● **RECORDED DATA**
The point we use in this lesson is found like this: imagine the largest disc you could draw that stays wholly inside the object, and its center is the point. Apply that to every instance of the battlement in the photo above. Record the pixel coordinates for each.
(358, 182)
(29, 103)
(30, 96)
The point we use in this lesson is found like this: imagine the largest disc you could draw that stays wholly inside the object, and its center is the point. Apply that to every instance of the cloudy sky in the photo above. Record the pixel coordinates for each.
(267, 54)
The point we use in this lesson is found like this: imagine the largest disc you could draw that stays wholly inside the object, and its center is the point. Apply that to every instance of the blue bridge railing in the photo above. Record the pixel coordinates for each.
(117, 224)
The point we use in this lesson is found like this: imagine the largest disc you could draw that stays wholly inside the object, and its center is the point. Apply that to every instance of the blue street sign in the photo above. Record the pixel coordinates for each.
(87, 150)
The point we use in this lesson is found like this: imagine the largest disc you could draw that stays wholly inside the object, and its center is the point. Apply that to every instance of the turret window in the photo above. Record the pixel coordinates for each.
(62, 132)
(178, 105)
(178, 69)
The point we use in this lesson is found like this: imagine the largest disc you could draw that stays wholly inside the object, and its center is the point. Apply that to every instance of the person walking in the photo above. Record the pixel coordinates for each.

● **TASK ITEM**
Print the whole listing once more, exactly as it stands.

● **ANSWER TO THIS PROBLEM**
The point we use in this lesson is found like this: imagine the largest disc you could draw that stays wholly inside the object, and its center is the point. Apply that to every instance of the battlement in the photo above. Record the pixel coordinates for each.
(358, 182)
(29, 103)
(30, 96)
The point we use in this lesson is found like this: imagine the largest disc you could draw that stays wholly inside the object, and its center is the point. Apply that to every instance of the cloudy sky in the photo above. Record the pixel coordinates for each.
(267, 54)
The point we use in this lesson is found like this: imagine the largest disc you could draw that stays wholly inside the object, and its center is the point. Apply that to every instance of the blue bridge railing in the photo above. Record the pixel coordinates for each.
(117, 224)
The point we use in this lesson is found like this: imagine the largest disc you could draw that stays wholly inside the object, and its center is the point. Apply that to every instance of the blue street sign in the photo above. Record the pixel coordinates for each.
(87, 150)
The point we use in this lesson is found like this: imagine the largest disc you could draw that stays wholly inside the object, and its center is the point. Apply that to every instance of the turret window in the photo above. Record the pixel coordinates for each.
(62, 132)
(178, 105)
(178, 69)
The point we use in this lesson is found like this: imagine the largest disc you could draw that stays wholly inside the object, and its center is the point. Apply that to every instance of the person walking in the photo above. Record the pixel coordinates for each.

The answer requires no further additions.